[DATA EXCERPTS]:
** Begin **

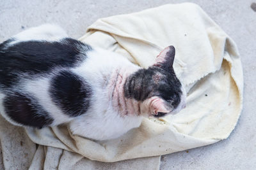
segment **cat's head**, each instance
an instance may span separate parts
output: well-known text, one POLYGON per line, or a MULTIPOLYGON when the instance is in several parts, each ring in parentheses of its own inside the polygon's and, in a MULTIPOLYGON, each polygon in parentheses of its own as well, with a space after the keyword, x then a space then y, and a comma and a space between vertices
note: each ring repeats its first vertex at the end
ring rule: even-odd
POLYGON ((173 46, 165 48, 153 66, 127 79, 125 96, 140 102, 141 114, 160 117, 185 108, 186 91, 173 67, 175 54, 173 46))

** End **

[WHAT TO WORK ON]: Output every line of the material above as a numbered list, omitting blank lines and leaving the pictures out.

[WRITTEN SOLUTION]:
1. segment **cat's head**, each instance
2. an instance may span separate parts
3. output: well-known text, one POLYGON per line, or a MULTIPOLYGON when the instance is in several parts, each ring in parentheses of its own inside the polygon's and, in a MULTIPOLYGON, each polygon in parentheses of its own as well, with a space after the keyword, x then a space then y, and a comma and a space between vertices
4. note: each ring repeats its first vertex at the end
5. ring rule: even-odd
6. POLYGON ((173 46, 165 48, 153 66, 127 79, 125 96, 140 102, 141 114, 160 117, 185 108, 186 91, 173 67, 175 54, 173 46))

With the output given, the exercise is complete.